## O QUE FAZER
De acordo com a reportagem sobre biografias no teatro, quantas das 15 cenas de "A Vida" são sorteadas em cada sessão?

## TEXTO PARA LEITURA
-*-*-

Folha de S. Paulo


Artistas usam suas próprias biografias na criação de espetáculos teatrais

A realidade, em especial a da política brasileira, já extrapolou tanto a ficção que foi preciso fazer o caminho inverso: reafirmar a realidade, mesmo que num âmbito tradicionalmente pautado pela ficção, como o teatro.

Foi em parte pensando nisso que o diretor Nelson Baskerville e sua companhia, a Antikatártika Teatral, decidiram usar suas próprias biografias para criar "A Vida", peça que estreia nesta sexta (2).

O grupo faz uma espécie de jogo a partir de 15 cenas que narram momentos da vida dos seis atores e do encenador. São fragmentos por vezes banais, outros que relatam histórias duras, como um abuso na adolescência. Além do aspecto confessional, há vídeos e fotos projetados no palco.

"O ator em cena fala com muita propriedade da própria experiência", diz Baskerville.

Na peça, são "sorteadas" oito dessas 15 cenas. Os atores giram uma roleta que determina, na hora, qual história será encenada. É uma alusão, afirma o encenador, ao aspecto aleatório da vida. A cada sessão tem-se, assim, uma experiência diferente.

"A peça põe a gente num lugar de escuta [do outro], do afeto", diz o ator Hercules Moraes. "O próprio jogo nos coloca nessa situação de inter-relação com a plateia."

A autobiografia não é um processo novo na carreira de Baskerville; em "Luis Antonio - Gabriela", ele relatava a sua história com o irmão travesti.

Pode ainda ser visto nas pesquisas de outros coletivos e em outras áreas, como o cinema –a última edição do festival É Tudo Verdade reuniu filmes com histórias pessoais dos criadores.

Segundo os artistas, mostrar ao vivo os protagonistas das histórias ali contadas é também uma forma de criar mais empatia no público.

-*-*-

## LISTAGEM FORNECIDA

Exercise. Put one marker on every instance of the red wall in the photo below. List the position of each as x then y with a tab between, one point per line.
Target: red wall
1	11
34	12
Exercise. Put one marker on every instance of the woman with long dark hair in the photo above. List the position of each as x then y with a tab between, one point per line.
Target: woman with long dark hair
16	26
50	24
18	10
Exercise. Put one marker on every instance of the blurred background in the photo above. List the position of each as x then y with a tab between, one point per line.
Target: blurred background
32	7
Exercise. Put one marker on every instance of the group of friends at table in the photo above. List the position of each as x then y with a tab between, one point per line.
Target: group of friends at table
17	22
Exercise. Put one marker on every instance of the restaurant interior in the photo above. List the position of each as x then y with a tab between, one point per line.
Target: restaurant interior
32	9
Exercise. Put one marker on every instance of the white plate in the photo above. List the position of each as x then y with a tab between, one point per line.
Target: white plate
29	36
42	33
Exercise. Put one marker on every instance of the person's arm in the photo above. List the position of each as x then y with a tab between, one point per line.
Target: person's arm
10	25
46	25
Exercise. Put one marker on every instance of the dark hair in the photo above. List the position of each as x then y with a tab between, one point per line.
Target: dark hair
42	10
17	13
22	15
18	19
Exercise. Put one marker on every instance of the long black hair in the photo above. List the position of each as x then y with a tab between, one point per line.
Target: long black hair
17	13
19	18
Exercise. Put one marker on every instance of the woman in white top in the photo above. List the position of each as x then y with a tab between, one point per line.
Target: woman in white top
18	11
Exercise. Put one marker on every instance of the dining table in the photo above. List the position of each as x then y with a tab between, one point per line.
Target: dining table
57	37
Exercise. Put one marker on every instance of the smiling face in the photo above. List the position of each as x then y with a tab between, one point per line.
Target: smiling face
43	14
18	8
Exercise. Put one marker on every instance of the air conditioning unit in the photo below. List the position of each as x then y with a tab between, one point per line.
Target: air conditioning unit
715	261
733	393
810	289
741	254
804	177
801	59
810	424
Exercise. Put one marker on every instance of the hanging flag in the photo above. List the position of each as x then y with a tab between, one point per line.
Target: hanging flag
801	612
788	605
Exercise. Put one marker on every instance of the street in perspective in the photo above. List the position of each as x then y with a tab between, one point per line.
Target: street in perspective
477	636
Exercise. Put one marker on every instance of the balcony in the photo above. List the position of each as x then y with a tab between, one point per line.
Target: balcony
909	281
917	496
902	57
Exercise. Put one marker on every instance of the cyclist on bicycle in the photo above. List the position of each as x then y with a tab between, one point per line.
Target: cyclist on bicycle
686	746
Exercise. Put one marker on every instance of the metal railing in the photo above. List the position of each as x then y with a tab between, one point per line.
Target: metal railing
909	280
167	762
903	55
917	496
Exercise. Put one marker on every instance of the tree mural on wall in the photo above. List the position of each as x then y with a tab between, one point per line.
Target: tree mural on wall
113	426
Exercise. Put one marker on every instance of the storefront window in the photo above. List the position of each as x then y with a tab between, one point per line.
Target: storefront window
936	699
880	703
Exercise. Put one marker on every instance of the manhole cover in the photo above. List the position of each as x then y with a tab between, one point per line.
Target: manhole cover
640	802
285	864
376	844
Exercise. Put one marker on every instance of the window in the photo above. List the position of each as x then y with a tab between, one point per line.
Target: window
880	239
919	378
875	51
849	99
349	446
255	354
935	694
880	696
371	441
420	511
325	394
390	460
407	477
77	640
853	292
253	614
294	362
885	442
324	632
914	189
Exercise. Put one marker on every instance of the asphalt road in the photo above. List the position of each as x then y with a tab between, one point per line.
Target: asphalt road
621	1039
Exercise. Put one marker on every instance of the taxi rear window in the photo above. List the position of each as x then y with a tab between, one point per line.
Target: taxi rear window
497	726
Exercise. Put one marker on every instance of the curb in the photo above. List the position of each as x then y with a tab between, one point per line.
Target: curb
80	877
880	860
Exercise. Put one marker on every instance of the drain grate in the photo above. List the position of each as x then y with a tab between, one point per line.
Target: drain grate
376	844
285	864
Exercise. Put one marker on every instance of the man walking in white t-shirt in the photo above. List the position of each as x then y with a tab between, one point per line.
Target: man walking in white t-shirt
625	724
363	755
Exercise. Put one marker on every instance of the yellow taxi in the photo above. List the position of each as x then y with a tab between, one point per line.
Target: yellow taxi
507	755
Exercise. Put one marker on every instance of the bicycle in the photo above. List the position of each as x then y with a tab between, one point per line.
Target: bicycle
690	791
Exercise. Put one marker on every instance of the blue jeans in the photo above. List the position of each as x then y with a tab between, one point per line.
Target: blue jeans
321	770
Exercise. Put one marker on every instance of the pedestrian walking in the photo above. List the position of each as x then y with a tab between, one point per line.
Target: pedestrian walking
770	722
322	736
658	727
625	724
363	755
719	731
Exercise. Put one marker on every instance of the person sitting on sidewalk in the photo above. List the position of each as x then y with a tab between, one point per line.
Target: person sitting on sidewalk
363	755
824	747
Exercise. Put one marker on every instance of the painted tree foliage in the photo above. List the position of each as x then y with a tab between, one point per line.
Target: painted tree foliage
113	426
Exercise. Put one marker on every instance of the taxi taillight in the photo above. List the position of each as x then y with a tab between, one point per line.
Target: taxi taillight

-*-*-

## RESULTADO
Oito das 15 cenas.